>> BEGIN

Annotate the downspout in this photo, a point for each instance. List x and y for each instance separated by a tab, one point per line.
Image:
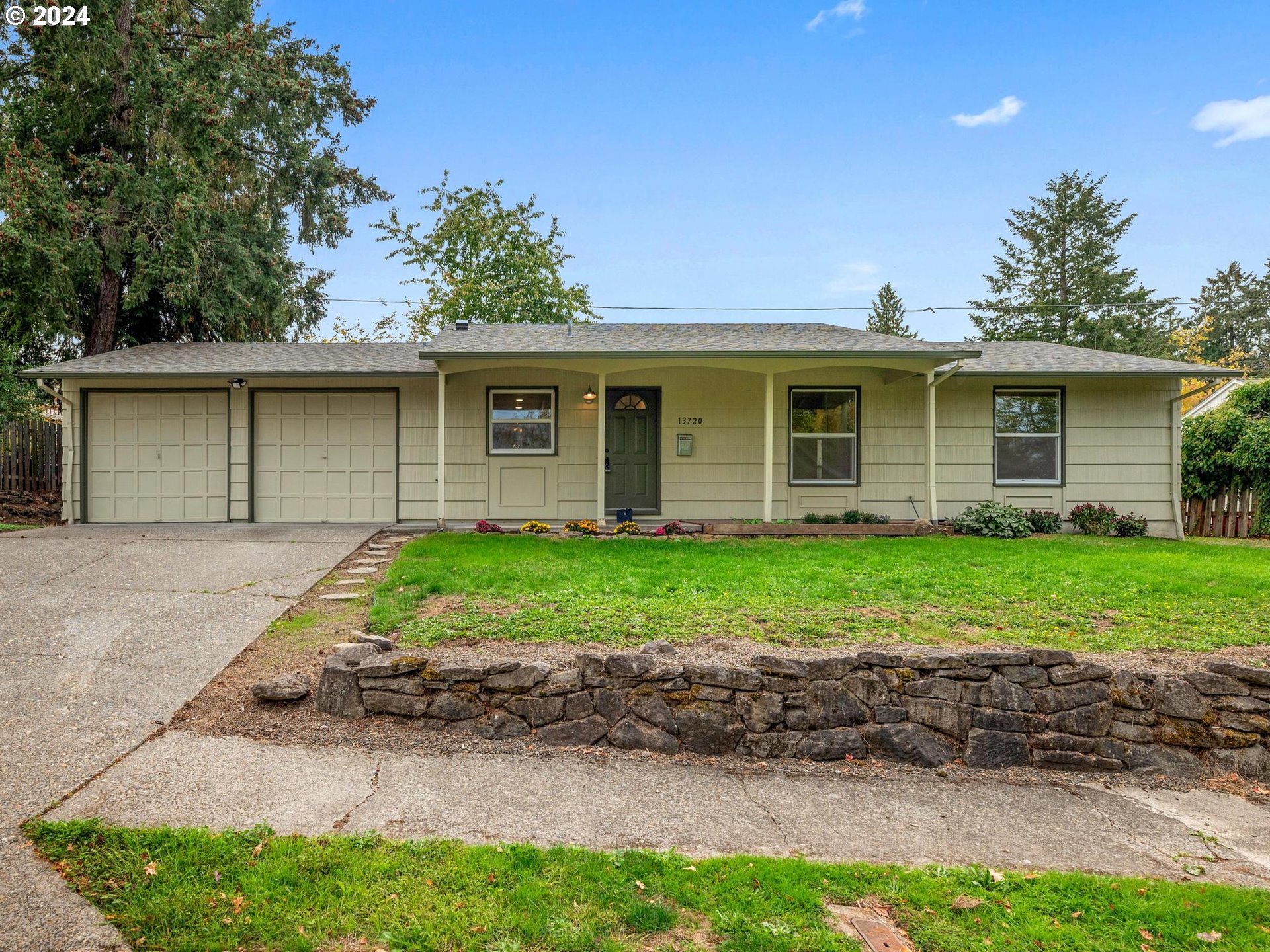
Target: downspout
933	510
1175	454
67	444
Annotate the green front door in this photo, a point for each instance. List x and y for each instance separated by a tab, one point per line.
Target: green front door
633	476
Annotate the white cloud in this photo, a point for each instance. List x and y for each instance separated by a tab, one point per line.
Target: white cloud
1244	120
997	116
855	9
853	276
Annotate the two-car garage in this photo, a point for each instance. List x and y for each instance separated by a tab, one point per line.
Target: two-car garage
314	456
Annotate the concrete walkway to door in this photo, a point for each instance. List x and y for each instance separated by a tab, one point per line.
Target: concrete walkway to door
105	633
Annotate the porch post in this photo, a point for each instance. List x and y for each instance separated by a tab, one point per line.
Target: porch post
931	502
767	447
441	450
601	412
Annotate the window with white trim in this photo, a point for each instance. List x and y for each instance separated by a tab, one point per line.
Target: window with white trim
1029	436
824	444
523	422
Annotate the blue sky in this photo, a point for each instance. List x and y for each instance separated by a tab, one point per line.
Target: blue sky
733	154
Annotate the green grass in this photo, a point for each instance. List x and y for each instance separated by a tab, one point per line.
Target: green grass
1071	592
292	894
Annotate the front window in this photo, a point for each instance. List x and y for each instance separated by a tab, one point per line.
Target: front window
824	436
521	422
1029	436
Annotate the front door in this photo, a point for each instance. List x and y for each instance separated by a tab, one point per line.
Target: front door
633	470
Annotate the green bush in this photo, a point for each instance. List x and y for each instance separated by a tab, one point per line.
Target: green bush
1044	521
1230	447
1130	526
994	520
1094	520
857	517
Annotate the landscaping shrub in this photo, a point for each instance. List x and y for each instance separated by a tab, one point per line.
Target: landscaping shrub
1230	447
1044	521
859	517
1130	526
994	520
1094	520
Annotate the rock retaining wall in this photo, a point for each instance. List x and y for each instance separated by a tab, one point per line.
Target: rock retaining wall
992	709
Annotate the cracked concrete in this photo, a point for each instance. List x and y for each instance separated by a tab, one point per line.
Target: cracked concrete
625	800
105	633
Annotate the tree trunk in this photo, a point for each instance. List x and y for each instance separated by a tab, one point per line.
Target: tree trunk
101	334
110	287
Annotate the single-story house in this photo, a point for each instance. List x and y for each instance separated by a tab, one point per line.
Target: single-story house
693	422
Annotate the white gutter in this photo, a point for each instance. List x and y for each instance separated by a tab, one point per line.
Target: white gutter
67	446
933	510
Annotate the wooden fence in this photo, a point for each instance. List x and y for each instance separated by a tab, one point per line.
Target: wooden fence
1228	514
31	456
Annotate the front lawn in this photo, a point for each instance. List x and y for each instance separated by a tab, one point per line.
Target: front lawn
1075	592
185	890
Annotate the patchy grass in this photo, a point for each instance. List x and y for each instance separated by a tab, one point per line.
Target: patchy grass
185	890
1074	592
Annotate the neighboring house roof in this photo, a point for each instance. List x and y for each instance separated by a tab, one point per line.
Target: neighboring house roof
241	360
556	340
1038	358
1216	397
698	339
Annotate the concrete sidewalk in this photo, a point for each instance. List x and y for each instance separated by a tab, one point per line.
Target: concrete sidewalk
629	800
105	633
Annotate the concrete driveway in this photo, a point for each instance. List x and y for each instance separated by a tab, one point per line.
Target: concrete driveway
105	633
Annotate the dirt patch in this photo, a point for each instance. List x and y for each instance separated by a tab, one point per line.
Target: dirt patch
31	508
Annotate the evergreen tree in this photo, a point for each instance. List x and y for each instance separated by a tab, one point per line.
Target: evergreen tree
1236	305
1058	277
158	165
888	314
484	260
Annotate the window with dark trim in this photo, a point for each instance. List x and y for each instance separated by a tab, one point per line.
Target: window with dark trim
824	436
523	420
1028	436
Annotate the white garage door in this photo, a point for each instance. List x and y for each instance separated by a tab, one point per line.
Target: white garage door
158	457
325	457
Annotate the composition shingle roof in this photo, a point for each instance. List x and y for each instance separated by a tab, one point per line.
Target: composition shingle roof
635	339
1034	357
239	360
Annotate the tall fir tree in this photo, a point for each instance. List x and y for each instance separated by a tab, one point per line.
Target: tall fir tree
158	167
888	314
1236	303
1058	276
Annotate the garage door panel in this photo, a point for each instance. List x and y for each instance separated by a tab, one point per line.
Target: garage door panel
325	457
158	457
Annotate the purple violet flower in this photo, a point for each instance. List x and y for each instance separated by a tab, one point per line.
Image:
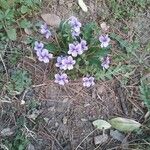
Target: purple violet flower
68	63
44	55
61	79
105	62
44	30
38	46
75	49
88	81
84	45
75	33
73	21
75	26
104	39
59	62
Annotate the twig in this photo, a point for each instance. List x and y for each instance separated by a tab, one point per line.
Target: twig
85	138
4	66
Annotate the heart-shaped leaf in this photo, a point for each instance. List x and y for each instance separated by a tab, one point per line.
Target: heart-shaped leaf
51	19
101	124
124	124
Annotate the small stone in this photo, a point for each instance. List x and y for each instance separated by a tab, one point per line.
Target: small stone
117	135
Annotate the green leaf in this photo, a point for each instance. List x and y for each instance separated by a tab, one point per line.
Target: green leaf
101	124
124	125
25	24
24	9
4	4
1	15
11	33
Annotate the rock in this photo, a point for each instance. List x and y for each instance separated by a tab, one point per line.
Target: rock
100	139
51	19
117	135
6	132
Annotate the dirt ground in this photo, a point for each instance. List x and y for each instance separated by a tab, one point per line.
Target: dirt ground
67	113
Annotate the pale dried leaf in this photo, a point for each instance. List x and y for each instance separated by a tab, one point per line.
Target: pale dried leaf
51	19
82	5
124	124
101	124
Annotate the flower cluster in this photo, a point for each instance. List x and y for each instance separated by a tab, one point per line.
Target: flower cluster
43	54
104	39
45	31
76	48
105	62
65	62
75	26
61	79
88	81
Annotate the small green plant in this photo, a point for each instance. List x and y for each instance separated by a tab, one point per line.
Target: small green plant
145	91
19	81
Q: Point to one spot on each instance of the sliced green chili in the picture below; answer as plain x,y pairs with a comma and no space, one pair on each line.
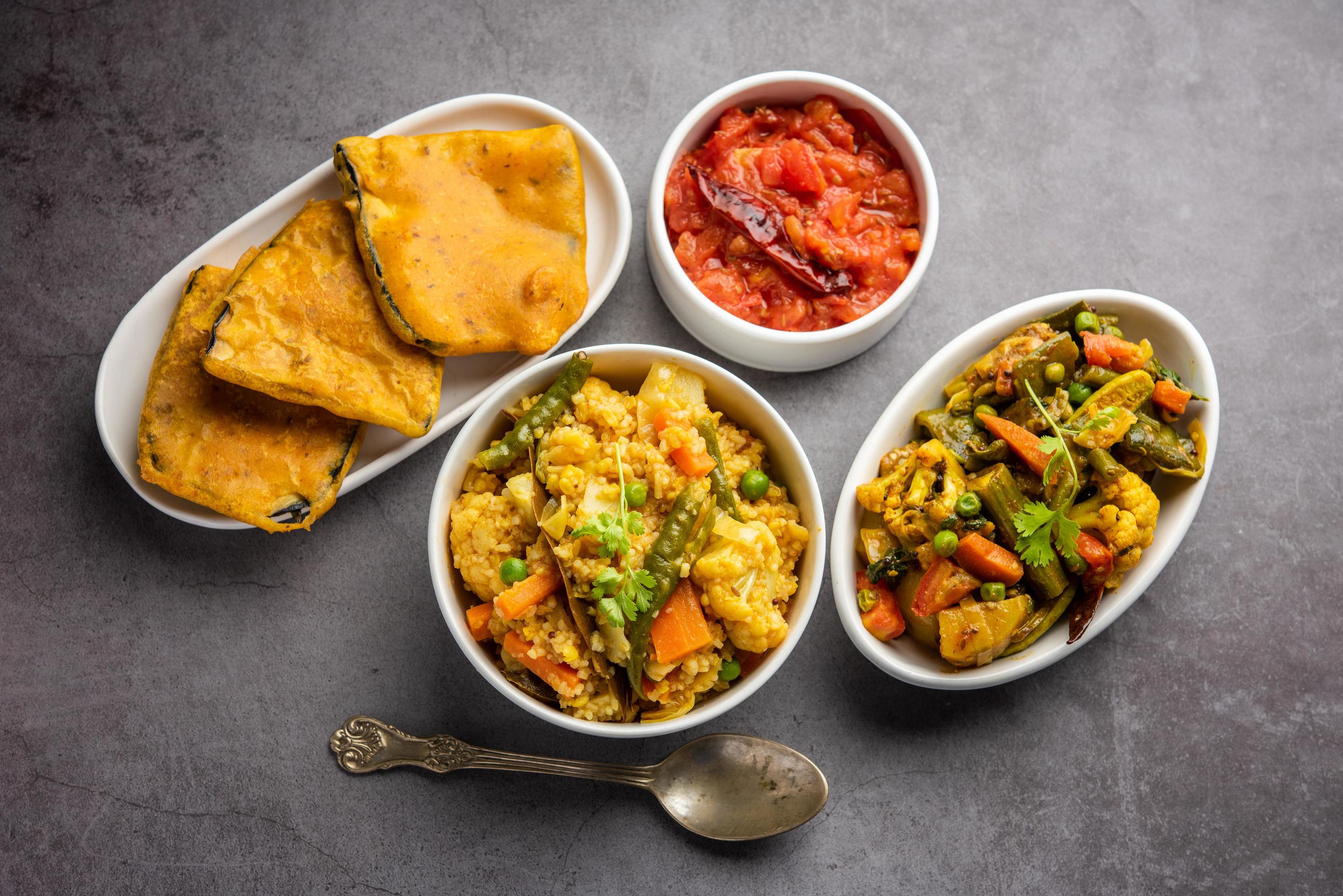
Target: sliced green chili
717,476
664,563
540,416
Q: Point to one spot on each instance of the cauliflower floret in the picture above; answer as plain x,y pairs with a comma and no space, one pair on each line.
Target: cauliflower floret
1114,424
738,576
1126,512
919,493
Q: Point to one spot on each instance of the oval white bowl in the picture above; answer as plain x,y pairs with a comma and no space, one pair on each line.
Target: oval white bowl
728,335
1176,343
124,371
625,367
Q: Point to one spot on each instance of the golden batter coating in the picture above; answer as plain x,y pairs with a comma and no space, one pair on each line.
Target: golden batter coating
300,324
254,459
475,241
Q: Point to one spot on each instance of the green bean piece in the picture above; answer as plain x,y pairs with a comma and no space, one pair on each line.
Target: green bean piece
540,416
1094,377
1064,317
754,485
1032,368
717,476
664,563
1106,464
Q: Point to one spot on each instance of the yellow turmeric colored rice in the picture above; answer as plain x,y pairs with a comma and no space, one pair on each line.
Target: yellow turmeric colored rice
577,456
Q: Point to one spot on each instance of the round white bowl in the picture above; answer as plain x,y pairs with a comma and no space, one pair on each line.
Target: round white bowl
124,370
1176,343
728,335
625,367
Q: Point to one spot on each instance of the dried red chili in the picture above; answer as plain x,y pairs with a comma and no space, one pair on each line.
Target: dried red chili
763,226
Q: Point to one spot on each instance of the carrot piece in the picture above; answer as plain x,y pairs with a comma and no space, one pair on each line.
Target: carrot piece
986,560
943,585
693,464
1100,560
1111,351
528,593
884,621
479,621
561,676
1170,397
749,660
1020,440
680,628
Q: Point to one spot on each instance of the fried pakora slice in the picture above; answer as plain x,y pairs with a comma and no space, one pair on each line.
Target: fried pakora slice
300,324
475,241
249,456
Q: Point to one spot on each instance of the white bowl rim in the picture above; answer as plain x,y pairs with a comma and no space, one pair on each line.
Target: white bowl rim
744,330
842,566
445,589
299,191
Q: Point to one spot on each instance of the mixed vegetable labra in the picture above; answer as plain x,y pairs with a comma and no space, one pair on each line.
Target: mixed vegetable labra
1031,495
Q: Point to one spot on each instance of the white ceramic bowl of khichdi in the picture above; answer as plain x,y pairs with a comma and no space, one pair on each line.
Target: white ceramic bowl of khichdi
735,610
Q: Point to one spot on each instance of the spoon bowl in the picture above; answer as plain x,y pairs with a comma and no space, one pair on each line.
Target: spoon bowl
719,786
739,788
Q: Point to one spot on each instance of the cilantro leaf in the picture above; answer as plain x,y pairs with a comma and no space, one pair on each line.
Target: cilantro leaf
1032,517
1067,538
1054,447
1102,420
621,594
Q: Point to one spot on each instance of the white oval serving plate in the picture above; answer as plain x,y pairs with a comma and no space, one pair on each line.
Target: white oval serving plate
124,371
1177,344
625,367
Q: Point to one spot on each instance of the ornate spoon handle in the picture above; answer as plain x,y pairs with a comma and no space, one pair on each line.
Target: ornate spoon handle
367,745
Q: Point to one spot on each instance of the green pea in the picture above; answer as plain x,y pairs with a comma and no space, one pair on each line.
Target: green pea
754,485
969,506
512,571
1087,321
993,592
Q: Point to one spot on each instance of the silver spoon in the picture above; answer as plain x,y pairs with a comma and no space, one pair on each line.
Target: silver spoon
720,786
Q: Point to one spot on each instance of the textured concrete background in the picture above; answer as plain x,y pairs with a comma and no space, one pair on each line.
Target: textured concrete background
167,691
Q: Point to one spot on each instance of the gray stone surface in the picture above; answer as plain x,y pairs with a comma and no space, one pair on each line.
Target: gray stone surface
167,691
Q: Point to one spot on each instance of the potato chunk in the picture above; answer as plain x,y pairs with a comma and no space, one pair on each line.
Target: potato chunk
975,632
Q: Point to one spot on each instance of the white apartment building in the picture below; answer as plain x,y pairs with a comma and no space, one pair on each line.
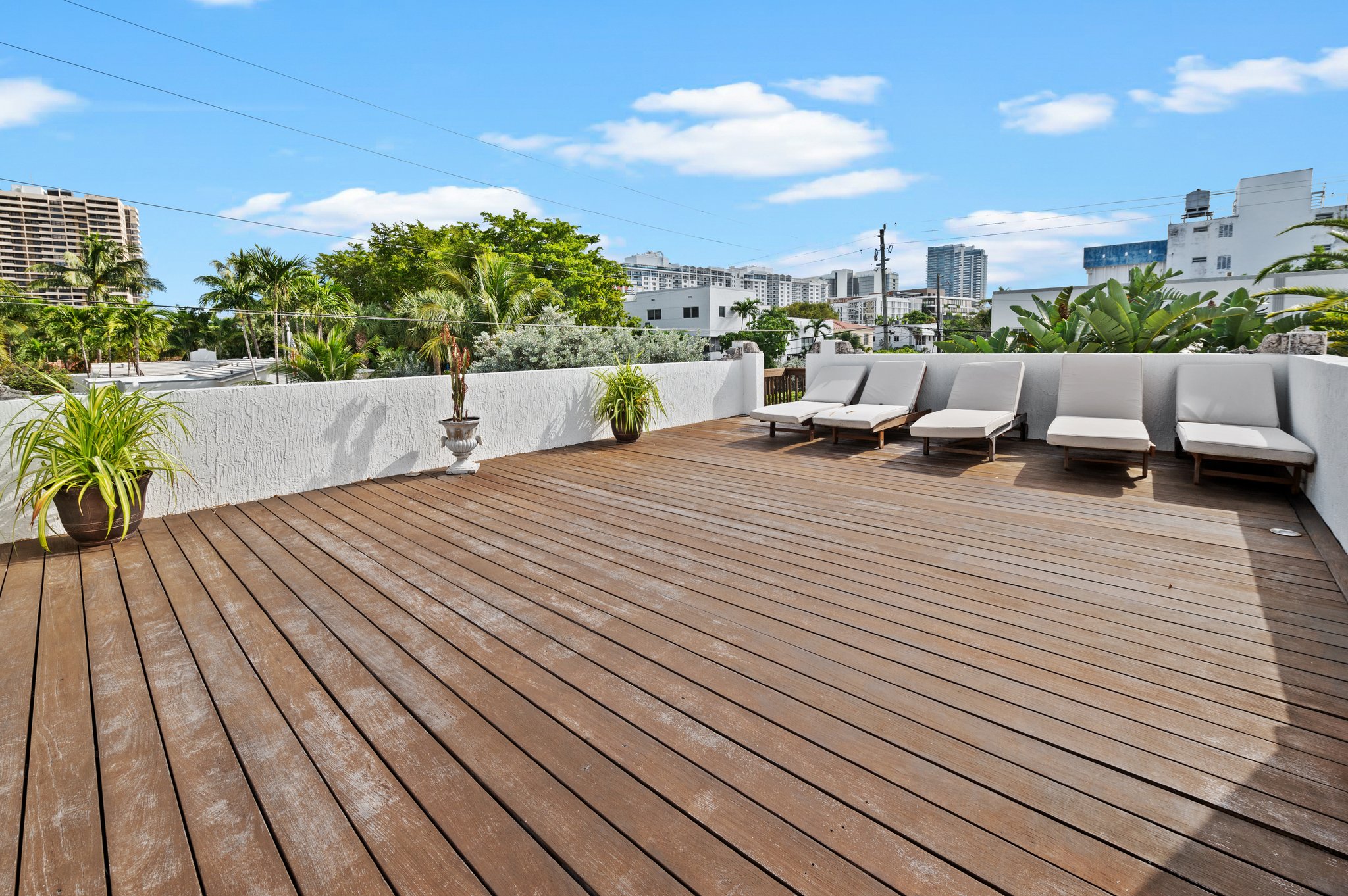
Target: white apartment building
41,226
1251,237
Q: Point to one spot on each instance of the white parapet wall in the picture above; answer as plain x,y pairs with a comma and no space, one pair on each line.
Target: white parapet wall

>> END

→ What the task asks:
Exactly the lines from the one with "Q: Point to one spot on each instance of the potato" through the end of the listing above are to be repeated, with no pictures.

→ Completed exercise:
Q: Point to one spot on each instance of the potato chunk in the picture above; answer as plain x,y pairs with a comma and no space, one pair on each line.
Target: potato chunk
975,632
Q: Point to one spot on each instance of the white apartment building in the picture below; answer as plain x,y pairs with a comma and no space, one pair on each line.
Target: white apartment building
41,226
1251,237
Q: Point to one spot on each instance of the white parapet wall in the picture above; answer as plain x,y pairs with a comma and no space, one pair on each line.
Target: white parapet wall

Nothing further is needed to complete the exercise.